All lines from the one containing "positive clicks: (165, 150)" through the end of the entries below should appear in the answer exactly, with no others.

**** DATA TO EXAMINE

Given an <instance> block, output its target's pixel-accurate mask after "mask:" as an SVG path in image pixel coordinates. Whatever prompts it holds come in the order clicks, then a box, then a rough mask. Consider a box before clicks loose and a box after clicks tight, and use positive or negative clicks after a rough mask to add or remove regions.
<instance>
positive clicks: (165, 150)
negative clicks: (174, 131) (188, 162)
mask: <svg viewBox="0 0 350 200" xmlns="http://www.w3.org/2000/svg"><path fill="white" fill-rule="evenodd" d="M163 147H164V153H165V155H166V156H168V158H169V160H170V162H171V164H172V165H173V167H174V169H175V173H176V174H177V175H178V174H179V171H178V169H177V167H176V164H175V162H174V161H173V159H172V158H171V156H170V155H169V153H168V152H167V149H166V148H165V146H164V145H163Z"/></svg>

********

*ANSWER FOR THIS EXERCISE*.
positive clicks: (165, 150)
negative clicks: (174, 131) (188, 162)
mask: <svg viewBox="0 0 350 200" xmlns="http://www.w3.org/2000/svg"><path fill="white" fill-rule="evenodd" d="M163 147H164V153H165V155H166V156H168V158H169V160H170V162H171V164H172V165H173V167H174V169H175V173H176V174H177V175H178V174H179V171H178V169H177V167H176V164H175V162H174V161H173V159H172V158H171V156H170V155H169V153H168V152H167V149H166V148H165V146H164V145H163Z"/></svg>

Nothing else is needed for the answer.